Quoted passage START

Autism and the National Children’s Study
October 4, 2007 by Kristina Chew, PhD
Filed under Health
Autism is one of the “increasingly prevalent” diseases that will be studied in the planned National Children’s Study, the largest ever study of children’s health in the US to be undertaken. The study will be conducted at 105 research centers primarily located at major research universities around the country. Researchers hope to enroll 100,000 children from before birth to age 21, and to start enrolling pregnant women in the upcoming year. Locations for the centers were chosen by using
…. a probability-based method to ensure that children and families across the nation—from diverse ethnic, racial, economic, religious, geographic, and social groups—are fairly represented in the Study. Criteria for location selection included demographics, number of births, and number of babies born with low birth weights.
Says Dr. Duane Alexander, director of the National Institute of Child Health and Human Development, as quoted in today’s New York Times,
“The National Children’s study is the largest and longest research study ever to look at the ways in which environment and genetics interact to influence child health and human development,”……..
“It will look at how behavioral and social factors also interact with genetics and the physical environment.”

Quoted passage END

Work to complete =
Translate this sentence from the article on autism and the National Children's Study into Spanish: "The study will be conducted at 105 research centers primarily located at major research universities around the country."

Provided material START

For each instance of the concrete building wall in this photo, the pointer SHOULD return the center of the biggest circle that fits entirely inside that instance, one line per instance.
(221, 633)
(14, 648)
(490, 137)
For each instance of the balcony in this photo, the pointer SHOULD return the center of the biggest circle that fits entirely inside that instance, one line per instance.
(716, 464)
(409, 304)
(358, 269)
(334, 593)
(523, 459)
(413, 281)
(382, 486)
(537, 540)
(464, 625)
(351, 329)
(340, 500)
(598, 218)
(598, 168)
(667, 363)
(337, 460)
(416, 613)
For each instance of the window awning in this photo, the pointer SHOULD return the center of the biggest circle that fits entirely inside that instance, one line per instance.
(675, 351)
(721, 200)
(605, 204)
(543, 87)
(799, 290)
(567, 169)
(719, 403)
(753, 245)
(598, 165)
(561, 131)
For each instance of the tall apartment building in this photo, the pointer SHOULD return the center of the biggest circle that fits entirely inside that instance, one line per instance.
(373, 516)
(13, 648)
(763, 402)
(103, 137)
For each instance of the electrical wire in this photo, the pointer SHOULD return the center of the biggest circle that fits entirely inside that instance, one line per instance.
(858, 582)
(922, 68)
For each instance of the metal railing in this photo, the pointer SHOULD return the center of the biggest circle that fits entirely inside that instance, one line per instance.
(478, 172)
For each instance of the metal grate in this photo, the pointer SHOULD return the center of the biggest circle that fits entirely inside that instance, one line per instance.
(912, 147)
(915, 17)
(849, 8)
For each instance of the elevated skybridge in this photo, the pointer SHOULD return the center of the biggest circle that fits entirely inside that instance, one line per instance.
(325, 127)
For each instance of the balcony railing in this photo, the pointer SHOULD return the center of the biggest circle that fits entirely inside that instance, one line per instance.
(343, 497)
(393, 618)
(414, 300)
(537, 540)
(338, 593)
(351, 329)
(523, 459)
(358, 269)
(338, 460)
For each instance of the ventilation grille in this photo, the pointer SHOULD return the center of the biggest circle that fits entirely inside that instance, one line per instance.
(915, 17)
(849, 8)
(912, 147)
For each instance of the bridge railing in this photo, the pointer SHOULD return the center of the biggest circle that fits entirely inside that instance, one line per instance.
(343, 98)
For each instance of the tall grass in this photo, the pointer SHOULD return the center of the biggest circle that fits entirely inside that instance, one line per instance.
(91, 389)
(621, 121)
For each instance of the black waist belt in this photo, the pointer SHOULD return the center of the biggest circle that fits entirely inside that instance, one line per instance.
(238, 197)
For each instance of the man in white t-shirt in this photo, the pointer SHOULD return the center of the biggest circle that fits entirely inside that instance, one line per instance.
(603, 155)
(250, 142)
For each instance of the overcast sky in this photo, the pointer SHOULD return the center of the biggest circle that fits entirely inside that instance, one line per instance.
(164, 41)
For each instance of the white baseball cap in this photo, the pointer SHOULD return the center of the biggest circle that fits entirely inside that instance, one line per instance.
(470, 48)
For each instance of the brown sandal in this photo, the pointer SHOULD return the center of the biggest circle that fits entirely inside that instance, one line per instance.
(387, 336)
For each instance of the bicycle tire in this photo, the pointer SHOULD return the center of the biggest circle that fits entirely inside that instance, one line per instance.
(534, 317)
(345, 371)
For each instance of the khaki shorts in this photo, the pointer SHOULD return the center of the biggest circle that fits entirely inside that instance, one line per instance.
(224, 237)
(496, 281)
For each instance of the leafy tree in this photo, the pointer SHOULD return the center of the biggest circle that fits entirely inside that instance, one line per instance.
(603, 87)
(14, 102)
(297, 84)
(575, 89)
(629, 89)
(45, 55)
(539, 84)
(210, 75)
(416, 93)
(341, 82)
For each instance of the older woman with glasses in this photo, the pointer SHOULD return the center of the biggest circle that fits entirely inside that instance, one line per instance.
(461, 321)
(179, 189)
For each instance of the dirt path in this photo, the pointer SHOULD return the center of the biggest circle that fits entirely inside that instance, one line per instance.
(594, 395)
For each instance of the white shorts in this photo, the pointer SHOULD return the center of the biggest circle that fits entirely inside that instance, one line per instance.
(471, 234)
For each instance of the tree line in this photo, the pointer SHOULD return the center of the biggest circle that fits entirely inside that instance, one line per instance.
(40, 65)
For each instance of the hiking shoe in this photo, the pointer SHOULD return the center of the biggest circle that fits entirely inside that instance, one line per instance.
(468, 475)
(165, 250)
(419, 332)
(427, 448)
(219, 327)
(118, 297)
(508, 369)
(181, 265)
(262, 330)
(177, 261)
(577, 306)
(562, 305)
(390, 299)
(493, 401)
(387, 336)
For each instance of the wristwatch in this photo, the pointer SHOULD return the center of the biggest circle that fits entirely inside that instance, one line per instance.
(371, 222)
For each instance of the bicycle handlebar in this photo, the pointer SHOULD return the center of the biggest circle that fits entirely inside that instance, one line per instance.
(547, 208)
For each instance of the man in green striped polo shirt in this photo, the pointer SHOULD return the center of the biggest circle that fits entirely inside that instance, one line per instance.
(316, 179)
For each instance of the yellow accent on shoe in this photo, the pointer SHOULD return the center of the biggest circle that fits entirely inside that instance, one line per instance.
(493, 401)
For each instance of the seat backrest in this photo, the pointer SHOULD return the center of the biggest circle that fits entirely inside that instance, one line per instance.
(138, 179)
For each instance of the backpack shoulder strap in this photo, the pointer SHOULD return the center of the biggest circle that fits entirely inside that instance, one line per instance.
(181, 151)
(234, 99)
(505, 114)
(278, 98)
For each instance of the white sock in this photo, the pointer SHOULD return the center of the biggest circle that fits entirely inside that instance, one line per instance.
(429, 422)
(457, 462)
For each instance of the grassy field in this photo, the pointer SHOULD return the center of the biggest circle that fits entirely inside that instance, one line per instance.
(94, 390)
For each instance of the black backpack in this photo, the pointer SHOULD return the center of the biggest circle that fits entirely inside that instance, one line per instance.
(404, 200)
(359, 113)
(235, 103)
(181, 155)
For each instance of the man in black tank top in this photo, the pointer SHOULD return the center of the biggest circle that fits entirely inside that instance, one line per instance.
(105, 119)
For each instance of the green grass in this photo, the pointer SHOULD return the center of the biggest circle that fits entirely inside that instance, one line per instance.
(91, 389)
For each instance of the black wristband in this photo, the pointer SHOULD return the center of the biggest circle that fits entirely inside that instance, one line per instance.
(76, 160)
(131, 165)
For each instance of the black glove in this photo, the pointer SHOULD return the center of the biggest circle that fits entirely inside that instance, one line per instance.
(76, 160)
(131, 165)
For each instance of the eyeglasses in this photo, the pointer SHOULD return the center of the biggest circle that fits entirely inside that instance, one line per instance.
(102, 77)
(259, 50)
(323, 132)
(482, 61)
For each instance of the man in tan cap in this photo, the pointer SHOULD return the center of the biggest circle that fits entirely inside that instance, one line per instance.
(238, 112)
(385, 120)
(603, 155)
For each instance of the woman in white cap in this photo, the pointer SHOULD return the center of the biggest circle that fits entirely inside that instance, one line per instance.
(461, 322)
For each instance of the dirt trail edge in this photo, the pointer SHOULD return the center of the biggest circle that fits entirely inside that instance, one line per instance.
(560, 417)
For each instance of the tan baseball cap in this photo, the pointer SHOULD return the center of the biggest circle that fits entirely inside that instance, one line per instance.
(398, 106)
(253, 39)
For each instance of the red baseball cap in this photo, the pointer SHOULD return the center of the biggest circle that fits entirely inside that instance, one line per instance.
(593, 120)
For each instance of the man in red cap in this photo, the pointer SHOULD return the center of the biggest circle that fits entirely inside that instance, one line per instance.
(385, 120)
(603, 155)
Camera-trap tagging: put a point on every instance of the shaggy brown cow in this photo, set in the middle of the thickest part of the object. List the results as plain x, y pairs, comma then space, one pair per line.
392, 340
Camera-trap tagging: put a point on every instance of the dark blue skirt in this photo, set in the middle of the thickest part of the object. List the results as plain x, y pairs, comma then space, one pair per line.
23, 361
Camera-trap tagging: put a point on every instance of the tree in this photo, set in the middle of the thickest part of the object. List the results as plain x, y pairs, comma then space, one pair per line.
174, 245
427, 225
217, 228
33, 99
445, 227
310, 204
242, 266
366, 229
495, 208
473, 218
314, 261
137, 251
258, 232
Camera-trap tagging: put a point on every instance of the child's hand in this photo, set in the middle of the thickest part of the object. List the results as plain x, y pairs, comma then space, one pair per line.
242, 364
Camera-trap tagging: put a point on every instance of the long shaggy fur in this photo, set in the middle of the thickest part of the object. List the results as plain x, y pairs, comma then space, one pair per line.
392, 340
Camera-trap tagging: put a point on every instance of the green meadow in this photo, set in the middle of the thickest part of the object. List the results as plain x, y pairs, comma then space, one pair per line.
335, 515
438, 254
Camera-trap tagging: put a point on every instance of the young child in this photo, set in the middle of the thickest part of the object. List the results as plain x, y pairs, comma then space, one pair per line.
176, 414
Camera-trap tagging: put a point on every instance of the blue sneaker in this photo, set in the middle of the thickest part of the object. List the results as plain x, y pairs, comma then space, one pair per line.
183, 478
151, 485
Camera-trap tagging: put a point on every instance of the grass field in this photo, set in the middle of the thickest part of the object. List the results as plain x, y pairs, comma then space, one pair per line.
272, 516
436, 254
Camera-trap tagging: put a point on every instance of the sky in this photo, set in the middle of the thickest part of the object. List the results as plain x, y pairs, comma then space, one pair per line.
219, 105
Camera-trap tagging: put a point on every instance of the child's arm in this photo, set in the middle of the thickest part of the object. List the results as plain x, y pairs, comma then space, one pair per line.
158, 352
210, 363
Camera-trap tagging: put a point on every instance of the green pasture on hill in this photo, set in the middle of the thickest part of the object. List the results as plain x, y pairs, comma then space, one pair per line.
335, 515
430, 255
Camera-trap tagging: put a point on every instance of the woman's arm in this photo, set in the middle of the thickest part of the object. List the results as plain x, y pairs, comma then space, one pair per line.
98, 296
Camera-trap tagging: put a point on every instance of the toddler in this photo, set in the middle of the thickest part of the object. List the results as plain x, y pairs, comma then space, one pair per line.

Provided material END

Answer for the task =
El estudio se llevará a cabo en 105 centros de investigación ubicados principalmente en grandes universidades de investigación de todo el país.